◆ **Text section**:
--

Rack pulls are done with a back-shrug at the top, i.e. you pull your delts back, chest out and tense your upper back…

4-5 sets (less for rows, more for heavy pulls), 6-10 or 8-12 at the end if it’s a row (kroc rows are 12-25, and done sort of like a widowmaker squat with the pauses etc)… And one heavy 6-8 followed by one lighter 8-12 (or the other way around) if it’s a rack dead/deadlift.

-rear delts: pinch-grip rows (Grab the plates with their lips pointing out, instead of the bar. 10-15 or so as a rep range then, go light at first! that’s obviously not a regular bo row, weight-wise…), face pulls, rev. pec deck… 2-3 sets, ramped, 8-12

*Pours some liquor on the e-ground for C_C’s absence.

What the fuck?

Why is DC being overlooked so much?

http://www.T-Nation.com/free_online_article/sports_body_training_performance/copland_training_ii

I’ve been doing this for the last 6 weeks. It’s a bit more strength oriented, but for me it’s a perfect 3-day split.

[quote]SSC wrote:
What the fuck?

Why is DC being overlooked so much?[/quote]

I’m by no means an expert on DC or anything else, so feel free to correct me.

My understanding of DC is that it’s for advanced trainers when they’ve gotten to the point where strength gains from other, more traditional programs are either badly stalled or whatnot. That’s not to say that certain DC strategies can’t be incorporated into another program (e.g. stretching, drop sets, blahblahblah), but the program itself is really only supposed to be for advanced trainers.

The OP doesn’t seem to fit the bill for that.

--

◆ **Records supplied**:
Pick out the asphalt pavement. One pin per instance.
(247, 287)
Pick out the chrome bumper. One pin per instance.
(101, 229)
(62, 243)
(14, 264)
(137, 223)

--

◆ **Required action 1**: From the training thread, copy the part starting with "I’ve been doing" and going on through "for advanced trainers." word for word.
◆ **Required action 2**:
Using the training thread, decide whether each statement agrees with it. For each, answer yes or no and quote the deciding words.
(a) The rear delt work is done for 2-3 sets.
(b) Kroc rows use a rep range of 6-10.
(c) The reply about DC says the program is meant for beginners.
◆ **Required action 3**: List every exercise the training thread names for the rear delts.

◆ **Response area 1**:
I’ve been doing this for the last 6 weeks. It’s a bit more strength oriented, but for me it’s a perfect 3-day split.

[quote]SSC wrote:
What the fuck?

Why is DC being overlooked so much?[/quote]

I’m by no means an expert on DC or anything else, so feel free to correct me.

My understanding of DC is that it’s for advanced trainers when they’ve gotten to the point where strength gains from other, more traditional programs are either badly stalled or whatnot. That’s not to say that certain DC strategies can’t be incorporated into another program (e.g. stretching, drop sets, blahblahblah), but the program itself is really only supposed to be for advanced trainers.

◆ **Response area 2**:
(a) Yes: "2-3 sets, ramped, 8-12"
(b) No: "kroc rows are 12-25"
(c) No: "the program itself is really only supposed to be for advanced trainers"

◆ **Response area 3**: pinch-grip rows, face pulls, rev. pec deck